BRIEF A »
Which formal statistical significance test does the excerpt on AI forecasting for public budgets name?
BRIEF B »
Print the passage of the excerpt on AI forecasting for public budgets from "The study analyzed" to "in smart cities.".
BRIEF C »
Write what comes next in the excerpt on AI forecasting for public budgets, following on from its last sentence.

PAGE EXCERPT »
--- --- ---
Although the present study provides a systematic comparison between deep learning and econometric models, further extensions are necessary to strengthen the robustness of the conclusions. Future work should incorporate additional classical baselines, such as Seasonal Naïve, ETS, Prophet, and a controlled Transformer benchmark once data length permits, to situate AI performance within a broader forecasting tradition. The exploration of transfer learning techniques is warranted to utilize data from municipalities exhibiting analogous demographic and economic profiles, thereby addressing challenges related to data scarcity in smaller administrative units. Moreover, the application of formal statistical significance tests, including the Diebold–Mariano procedure, along with effect size measures, will enable a more rigorous assessment of comparative accuracy. Expanding the scope of evaluation in this way will consolidate the methodological framework and provide greater confidence for policy applications in public finance forecasting. Another future direction is to expand the results obtained through the possibility of replication and integration into an integrated implementation model on a national scale.

6. Conclusions

The research explores how AI technologies can be integrated into existing public accounting systems to optimize the budgeting process. Moreover, in the current economic and financial environment, characterized by increasing volatility and complexity, public institutions must have advanced tools that allow them to better anticipate and manage budget revenues and expenditures. AI algorithms offer superior analysis and prediction capabilities, which can fundamentally transform the way accounting forecasts are made.

The study analyzed both the potential benefits and challenges associated with implementing AI in public expenditure, to provide practical and theoretical recommendations for the effective use of these technologies. This analysis encompassed several stages, including the integration of AI into public budgeting processes, the identification and validation of the most effective AI algorithms, and the development of a specific forecasting model tailored for the public sector. This process ultimately led to the optimization and streamlining of budgeting processes in smart cities.
--- --- ---
THE DATA »
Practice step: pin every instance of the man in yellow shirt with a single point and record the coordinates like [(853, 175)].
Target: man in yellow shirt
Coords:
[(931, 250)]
--- --- ---
ANSWER SECTION A »
The Diebold–Mariano procedure.

ANSWER SECTION B »
The study analyzed both the potential benefits and challenges associated with implementing AI in public expenditure, to provide practical and theoretical recommendations for the effective use of these technologies. This analysis encompassed several stages, including the integration of AI into public budgeting processes, the identification and validation of the most effective AI algorithms, and the development of a specific forecasting model tailored for the public sector. This process ultimately led to the optimization and streamlining of budgeting processes in smart cities.

ANSWER SECTION C »
The conclusions are directly supported by the empirical evidence obtained. The superior performance of TCN in univariate forecasting demonstrates the ability of AI to capture strong autoregressive and seasonal patterns in expenditure data. In contrast, the weaker results in multivariate contexts reveal the challenges posed by noisy exogenous indicators. Traditional econometric models confirmed their limitations under these conditions, further emphasizing that AI methods can provide added value primarily when aligned with the structural properties of the data. These findings justify the recommendation that AI should be integrated selectively, in settings where its comparative advantages are most evident.

At the same time, the conclusions of this study must be interpreted with consideration for the inherent limitations of the proposed approaches. Each of the analyzed architectures demonstrated context-dependent strengths and weaknesses, which highlights the importance of aligning methodological choices with the specific conditions of public finance data. Rather than presenting AI models as universally superior, the findings underline that their value lies in complementing, rather than replacing, traditional econometric approaches. By recognizing these constraints and adopting appropriate safeguards, such as regularization, human oversight, and transparent governance frameworks, public administrations can integrate AI responsibly, ensuring that technological innovation serves the principles of accountability, transparency, and fiscal sustainability.

The research results are of great importance both theoretically and practically. Theoretically, the research contributes to expanding the existing knowledge on the application of AI in public accounting, proposes a methodological framework for integrating this technology into budgeting processes, and opens new research directions. The recommendations formulated support the adoption of AI by public institutions, promoting investments in technology and professional training, and emphasizing the need for an appropriate technological and regulatory framework.